Do this:
Using the entries below, return word for word the lines from the one containing "Could you kindly annotate the man with glasses" up to and including the last.
- - -
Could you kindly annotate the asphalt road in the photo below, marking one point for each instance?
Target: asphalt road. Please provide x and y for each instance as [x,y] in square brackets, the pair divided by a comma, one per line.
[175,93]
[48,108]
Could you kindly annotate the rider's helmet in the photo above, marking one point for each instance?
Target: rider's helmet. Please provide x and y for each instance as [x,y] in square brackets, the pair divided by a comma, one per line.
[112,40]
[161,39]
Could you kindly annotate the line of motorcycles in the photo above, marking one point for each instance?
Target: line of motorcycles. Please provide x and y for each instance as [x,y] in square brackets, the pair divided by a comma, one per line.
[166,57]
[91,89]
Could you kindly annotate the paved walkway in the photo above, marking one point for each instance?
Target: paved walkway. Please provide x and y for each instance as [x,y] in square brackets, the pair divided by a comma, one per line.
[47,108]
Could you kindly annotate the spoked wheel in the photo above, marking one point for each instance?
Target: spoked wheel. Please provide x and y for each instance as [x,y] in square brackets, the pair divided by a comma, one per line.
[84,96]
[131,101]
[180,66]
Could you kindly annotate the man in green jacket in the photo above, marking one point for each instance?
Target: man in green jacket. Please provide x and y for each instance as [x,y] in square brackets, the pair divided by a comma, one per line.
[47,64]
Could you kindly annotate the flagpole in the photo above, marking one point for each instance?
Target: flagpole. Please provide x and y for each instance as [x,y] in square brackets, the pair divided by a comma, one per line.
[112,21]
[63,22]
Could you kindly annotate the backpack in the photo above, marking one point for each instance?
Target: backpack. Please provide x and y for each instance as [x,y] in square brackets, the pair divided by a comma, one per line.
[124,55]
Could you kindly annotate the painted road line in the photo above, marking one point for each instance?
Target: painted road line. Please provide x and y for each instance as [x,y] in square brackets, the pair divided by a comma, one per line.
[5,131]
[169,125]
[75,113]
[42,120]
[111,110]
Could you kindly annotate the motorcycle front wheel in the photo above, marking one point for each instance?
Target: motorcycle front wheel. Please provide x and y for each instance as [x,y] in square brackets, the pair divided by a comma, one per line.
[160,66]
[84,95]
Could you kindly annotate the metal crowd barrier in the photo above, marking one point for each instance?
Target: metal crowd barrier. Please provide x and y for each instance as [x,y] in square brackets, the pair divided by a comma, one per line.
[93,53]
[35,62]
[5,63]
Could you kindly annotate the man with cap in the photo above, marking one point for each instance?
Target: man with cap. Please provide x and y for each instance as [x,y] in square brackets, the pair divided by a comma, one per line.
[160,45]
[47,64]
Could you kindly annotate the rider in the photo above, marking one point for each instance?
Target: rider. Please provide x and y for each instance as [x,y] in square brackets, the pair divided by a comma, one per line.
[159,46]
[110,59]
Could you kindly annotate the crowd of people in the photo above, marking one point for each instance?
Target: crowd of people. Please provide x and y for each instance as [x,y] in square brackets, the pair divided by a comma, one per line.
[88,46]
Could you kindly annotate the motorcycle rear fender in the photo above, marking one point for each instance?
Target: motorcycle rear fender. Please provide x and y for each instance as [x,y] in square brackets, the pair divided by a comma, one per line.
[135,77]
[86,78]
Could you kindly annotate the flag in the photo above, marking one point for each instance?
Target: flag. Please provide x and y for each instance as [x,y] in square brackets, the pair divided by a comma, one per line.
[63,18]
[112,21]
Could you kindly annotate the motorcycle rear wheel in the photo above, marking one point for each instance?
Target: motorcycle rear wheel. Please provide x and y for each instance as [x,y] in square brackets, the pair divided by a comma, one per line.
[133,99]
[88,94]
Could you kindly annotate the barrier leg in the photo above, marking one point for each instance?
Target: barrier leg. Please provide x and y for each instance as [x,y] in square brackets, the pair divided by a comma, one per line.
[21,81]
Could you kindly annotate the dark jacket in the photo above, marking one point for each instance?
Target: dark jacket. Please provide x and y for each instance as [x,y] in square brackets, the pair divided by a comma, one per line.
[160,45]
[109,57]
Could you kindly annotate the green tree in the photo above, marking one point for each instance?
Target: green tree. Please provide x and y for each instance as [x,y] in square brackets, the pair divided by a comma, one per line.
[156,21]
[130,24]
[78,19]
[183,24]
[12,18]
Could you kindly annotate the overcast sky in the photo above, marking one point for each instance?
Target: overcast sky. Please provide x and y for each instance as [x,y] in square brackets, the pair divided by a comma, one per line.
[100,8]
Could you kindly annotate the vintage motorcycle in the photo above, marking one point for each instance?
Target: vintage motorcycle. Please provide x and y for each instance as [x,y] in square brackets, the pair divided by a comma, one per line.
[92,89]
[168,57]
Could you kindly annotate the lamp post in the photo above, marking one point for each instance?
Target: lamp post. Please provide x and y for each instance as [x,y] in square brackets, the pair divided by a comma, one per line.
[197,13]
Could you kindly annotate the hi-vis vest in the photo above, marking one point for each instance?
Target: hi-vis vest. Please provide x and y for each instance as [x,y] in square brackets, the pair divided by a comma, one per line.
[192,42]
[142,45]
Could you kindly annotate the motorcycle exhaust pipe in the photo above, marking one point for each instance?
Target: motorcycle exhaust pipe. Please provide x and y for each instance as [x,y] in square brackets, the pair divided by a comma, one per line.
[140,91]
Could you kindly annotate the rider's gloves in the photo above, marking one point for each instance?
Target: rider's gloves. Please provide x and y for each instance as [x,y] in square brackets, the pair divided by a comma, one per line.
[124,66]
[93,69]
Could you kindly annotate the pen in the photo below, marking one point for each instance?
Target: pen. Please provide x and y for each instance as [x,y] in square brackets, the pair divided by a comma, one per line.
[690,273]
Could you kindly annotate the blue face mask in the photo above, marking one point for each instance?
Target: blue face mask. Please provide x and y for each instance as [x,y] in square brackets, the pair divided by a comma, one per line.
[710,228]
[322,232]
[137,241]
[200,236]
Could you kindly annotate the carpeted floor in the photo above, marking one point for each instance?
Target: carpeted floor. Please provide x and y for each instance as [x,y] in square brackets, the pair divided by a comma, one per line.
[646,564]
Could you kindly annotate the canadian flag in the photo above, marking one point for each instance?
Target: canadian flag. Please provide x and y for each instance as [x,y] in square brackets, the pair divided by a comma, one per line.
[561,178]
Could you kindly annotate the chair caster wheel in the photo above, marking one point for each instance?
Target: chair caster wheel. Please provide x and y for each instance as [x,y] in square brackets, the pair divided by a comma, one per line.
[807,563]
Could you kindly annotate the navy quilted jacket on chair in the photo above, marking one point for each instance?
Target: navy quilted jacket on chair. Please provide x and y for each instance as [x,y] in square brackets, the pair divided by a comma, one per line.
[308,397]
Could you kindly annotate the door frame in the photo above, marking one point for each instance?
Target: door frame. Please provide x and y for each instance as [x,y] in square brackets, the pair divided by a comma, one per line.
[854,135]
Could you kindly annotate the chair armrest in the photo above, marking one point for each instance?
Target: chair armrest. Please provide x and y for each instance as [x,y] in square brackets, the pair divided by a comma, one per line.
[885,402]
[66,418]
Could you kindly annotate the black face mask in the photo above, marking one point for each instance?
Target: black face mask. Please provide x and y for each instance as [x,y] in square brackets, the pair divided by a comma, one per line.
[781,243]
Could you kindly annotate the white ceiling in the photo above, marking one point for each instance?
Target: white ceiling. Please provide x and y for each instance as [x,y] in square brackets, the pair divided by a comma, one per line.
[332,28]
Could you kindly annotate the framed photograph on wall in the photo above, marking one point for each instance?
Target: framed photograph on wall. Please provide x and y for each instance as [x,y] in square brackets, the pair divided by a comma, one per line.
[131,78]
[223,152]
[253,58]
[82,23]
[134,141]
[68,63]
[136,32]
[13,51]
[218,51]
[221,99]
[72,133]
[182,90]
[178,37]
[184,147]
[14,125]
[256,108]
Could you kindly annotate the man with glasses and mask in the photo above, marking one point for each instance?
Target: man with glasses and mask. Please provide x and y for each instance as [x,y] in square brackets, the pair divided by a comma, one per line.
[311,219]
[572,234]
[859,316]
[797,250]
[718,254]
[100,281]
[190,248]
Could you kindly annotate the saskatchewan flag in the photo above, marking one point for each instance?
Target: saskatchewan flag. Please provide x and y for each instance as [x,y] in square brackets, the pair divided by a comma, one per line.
- - -
Written answer:
Could you kindly annotate the man with glasses and mask in the photo above, marking one point for each instance?
Target: man with glasses and mask. Please provide x and y for each instance as [x,y] in square brackets, the pair divided by a comma, one per line.
[311,219]
[572,234]
[859,316]
[797,250]
[718,254]
[100,281]
[190,248]
Could you kindly annotate the saskatchewan flag in the photo above, marking one point for each instance?
Target: saskatchewan flag. Please provide x and y for each instance as [x,y] in square brackets, the pair divided by a comma, one per line.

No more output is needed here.